--- begin ---
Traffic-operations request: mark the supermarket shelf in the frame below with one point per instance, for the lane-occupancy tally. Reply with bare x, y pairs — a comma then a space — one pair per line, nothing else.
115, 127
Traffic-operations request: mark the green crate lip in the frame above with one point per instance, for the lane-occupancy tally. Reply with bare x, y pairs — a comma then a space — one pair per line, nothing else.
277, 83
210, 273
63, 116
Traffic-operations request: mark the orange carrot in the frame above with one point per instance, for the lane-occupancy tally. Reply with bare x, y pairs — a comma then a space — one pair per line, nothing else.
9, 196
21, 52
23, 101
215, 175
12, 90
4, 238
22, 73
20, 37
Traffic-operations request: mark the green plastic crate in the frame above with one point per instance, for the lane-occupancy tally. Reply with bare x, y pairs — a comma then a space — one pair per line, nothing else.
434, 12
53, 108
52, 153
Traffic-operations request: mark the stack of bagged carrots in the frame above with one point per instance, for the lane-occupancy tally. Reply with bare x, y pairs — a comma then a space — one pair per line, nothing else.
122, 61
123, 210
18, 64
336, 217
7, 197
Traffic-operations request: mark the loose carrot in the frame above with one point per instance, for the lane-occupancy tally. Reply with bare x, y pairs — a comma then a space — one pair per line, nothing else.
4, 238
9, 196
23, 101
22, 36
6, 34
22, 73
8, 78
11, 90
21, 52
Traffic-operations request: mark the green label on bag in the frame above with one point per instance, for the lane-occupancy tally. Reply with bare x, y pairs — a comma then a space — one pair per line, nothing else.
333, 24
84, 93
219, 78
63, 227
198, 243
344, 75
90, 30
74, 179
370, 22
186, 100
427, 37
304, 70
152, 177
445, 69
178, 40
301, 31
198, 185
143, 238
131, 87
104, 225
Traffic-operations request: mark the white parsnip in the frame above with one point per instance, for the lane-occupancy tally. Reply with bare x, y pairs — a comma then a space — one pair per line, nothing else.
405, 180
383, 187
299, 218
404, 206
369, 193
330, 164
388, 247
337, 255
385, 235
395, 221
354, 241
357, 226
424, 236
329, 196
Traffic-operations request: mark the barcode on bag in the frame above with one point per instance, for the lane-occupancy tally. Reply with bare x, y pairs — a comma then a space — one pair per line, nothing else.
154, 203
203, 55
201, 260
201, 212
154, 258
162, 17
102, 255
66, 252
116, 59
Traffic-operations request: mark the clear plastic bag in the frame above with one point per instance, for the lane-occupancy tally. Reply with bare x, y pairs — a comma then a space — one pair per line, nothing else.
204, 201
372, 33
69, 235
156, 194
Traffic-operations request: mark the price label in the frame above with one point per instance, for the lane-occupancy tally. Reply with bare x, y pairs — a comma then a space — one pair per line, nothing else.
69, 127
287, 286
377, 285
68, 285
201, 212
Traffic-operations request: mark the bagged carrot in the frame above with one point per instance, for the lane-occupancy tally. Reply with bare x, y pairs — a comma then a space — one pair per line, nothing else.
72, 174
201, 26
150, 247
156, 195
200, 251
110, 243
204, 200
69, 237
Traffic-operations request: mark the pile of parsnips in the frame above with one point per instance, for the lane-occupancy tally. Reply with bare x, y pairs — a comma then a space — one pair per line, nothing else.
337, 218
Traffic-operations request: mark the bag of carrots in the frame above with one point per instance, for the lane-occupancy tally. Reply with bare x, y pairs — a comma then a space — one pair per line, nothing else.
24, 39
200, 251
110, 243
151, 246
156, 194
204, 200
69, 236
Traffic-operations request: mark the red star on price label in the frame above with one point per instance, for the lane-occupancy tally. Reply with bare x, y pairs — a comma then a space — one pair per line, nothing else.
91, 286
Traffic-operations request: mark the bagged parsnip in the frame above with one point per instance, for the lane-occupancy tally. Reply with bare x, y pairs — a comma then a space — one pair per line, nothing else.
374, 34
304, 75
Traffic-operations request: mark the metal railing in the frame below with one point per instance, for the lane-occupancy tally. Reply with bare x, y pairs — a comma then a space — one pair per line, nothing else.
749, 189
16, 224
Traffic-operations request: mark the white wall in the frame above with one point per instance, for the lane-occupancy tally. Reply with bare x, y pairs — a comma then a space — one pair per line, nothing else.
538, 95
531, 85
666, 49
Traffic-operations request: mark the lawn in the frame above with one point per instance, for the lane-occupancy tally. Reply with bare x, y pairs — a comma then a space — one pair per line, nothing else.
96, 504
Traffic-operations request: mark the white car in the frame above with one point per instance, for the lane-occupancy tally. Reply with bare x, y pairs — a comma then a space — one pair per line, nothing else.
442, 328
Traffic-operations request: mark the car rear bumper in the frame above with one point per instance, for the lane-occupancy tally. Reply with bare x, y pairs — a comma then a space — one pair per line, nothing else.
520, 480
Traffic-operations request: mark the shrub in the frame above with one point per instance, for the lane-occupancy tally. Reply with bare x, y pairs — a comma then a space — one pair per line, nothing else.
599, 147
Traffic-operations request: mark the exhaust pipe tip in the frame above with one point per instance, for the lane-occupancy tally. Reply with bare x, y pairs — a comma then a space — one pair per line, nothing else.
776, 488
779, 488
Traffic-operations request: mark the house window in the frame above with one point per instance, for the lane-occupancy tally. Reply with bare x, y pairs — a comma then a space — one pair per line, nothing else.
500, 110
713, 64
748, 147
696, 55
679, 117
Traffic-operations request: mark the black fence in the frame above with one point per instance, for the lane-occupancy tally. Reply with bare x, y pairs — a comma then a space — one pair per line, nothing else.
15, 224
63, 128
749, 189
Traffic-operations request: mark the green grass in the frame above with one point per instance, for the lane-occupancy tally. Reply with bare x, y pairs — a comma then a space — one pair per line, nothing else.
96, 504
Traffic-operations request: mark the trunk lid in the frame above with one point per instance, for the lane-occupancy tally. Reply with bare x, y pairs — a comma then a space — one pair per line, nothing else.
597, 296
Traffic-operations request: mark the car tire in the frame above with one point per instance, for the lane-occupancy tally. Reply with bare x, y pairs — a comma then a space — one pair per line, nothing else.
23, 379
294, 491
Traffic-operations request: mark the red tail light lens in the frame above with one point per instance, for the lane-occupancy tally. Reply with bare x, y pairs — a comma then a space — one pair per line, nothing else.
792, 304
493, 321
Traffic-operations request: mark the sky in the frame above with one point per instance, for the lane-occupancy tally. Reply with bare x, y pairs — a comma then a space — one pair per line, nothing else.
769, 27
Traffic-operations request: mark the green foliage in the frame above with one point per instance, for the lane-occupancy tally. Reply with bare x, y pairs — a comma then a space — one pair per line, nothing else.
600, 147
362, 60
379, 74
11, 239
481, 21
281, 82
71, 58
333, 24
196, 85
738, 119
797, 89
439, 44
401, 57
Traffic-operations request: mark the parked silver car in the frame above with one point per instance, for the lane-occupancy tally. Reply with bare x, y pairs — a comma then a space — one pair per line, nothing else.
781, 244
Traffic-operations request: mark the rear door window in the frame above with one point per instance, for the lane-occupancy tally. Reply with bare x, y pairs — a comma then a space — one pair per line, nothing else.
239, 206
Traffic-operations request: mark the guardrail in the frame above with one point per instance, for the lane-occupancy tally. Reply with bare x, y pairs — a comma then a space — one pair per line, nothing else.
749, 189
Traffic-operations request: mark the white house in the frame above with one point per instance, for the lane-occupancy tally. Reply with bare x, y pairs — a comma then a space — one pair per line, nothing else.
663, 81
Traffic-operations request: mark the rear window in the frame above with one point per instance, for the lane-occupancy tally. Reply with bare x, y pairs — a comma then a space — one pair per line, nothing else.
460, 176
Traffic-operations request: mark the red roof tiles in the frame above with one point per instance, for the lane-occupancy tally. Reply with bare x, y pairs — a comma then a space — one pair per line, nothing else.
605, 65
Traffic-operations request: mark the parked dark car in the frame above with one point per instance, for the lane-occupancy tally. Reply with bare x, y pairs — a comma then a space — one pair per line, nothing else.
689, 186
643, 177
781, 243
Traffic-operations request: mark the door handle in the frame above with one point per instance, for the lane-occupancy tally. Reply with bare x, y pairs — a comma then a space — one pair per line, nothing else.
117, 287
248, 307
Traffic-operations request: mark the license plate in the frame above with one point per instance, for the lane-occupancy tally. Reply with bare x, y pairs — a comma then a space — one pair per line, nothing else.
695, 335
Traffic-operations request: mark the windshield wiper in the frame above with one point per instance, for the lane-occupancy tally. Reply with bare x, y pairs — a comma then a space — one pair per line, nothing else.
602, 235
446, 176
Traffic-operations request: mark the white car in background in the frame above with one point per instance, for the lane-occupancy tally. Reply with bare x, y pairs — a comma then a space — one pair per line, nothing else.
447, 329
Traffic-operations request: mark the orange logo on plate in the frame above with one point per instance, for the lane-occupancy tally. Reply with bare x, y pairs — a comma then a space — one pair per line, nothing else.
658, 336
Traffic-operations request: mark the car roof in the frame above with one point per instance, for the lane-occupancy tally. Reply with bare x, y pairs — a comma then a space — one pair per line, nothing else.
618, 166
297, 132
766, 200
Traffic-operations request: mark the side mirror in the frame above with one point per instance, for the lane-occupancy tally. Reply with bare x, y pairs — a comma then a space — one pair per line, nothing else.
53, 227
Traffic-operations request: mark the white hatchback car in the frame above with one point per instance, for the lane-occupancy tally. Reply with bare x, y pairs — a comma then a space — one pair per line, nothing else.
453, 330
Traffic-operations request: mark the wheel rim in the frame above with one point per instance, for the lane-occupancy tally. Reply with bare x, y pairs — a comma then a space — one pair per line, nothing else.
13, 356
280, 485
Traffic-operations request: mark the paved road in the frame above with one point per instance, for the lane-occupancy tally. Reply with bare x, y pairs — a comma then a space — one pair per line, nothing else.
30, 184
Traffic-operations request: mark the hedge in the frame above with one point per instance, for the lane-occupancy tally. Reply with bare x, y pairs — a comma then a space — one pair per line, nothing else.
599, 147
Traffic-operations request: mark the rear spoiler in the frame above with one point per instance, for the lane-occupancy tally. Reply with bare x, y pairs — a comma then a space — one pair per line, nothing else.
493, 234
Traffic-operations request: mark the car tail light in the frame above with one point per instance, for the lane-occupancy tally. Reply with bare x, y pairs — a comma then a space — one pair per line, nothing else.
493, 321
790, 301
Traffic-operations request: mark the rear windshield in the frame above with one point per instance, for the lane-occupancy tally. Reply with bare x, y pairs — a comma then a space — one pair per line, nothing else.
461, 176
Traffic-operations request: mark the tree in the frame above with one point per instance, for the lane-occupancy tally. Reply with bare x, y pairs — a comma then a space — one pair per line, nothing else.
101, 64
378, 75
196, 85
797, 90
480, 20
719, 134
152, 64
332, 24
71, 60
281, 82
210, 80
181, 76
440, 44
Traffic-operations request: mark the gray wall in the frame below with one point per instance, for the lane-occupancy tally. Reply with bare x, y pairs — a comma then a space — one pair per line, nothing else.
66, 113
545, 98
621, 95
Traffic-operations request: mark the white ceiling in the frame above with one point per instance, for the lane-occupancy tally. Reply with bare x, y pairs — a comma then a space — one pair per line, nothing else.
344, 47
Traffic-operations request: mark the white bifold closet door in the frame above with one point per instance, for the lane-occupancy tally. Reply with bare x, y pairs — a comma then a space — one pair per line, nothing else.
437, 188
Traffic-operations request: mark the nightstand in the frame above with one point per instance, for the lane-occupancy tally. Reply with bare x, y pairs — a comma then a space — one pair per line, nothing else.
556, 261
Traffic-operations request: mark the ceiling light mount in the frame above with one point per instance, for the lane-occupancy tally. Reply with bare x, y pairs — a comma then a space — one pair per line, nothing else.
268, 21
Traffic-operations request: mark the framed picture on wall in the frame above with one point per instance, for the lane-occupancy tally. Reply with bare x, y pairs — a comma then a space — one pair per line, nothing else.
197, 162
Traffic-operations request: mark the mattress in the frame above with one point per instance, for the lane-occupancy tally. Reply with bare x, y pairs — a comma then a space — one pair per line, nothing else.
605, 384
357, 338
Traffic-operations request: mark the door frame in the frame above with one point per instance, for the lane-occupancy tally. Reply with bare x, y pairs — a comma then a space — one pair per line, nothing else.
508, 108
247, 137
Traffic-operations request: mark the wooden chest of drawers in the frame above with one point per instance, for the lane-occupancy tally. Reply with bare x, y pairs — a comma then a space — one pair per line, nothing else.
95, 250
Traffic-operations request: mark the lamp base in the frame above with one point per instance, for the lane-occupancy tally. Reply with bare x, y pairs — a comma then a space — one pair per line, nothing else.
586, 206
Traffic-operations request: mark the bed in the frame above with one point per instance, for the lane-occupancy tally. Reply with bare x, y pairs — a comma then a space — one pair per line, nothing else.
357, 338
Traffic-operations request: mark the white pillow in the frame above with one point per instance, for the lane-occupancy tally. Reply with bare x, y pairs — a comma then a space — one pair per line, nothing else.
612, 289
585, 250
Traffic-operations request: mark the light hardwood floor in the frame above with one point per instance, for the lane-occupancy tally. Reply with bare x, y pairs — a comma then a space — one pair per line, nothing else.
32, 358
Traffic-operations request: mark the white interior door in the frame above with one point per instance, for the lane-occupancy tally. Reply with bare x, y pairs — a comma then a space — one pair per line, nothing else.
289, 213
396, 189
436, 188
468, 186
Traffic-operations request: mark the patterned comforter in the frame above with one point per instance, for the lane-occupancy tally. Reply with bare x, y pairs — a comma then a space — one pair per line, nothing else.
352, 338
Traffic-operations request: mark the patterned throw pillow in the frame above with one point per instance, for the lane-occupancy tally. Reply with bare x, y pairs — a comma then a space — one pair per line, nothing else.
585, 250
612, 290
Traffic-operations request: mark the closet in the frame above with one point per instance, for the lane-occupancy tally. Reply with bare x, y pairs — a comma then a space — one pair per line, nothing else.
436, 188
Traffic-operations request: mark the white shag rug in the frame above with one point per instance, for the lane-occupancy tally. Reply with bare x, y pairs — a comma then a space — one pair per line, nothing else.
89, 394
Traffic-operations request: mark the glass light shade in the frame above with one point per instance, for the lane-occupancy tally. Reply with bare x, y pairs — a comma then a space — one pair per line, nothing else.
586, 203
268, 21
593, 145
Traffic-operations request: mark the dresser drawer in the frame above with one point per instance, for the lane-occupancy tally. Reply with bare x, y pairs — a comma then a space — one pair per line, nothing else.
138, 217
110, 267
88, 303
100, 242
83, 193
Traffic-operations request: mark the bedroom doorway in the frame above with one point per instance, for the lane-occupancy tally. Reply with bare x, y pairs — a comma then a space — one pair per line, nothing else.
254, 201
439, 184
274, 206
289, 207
--- end ---
#### Request:
Take the line with "Traffic-operations request: mark the glass" and all lines after it through the end of the records, and write them out exactly; include nothing else.

#### Worked solution:
Traffic-operations request: mark the glass light shade in the frame above with one point per instance, for the lane-occupancy tally. Reply with bare x, y pairs — a comma then a space — one pair per line, nothing else.
586, 203
268, 21
593, 145
Traffic-operations request: mark the dresser drawer in the frame above with one point per instance, for the lane-occupancy tally. Reply with bare x, y pairs — a comma then a space — one pair per line, nothing else.
138, 217
110, 267
88, 303
100, 242
83, 193
Traffic-operations request: mark the bedroom doorway in the frame above with one point per instance, for the lane-occupancy tally. Reply with bare x, y pairs — a comma then a space — one pair per line, nothing else.
254, 201
439, 184
274, 206
289, 207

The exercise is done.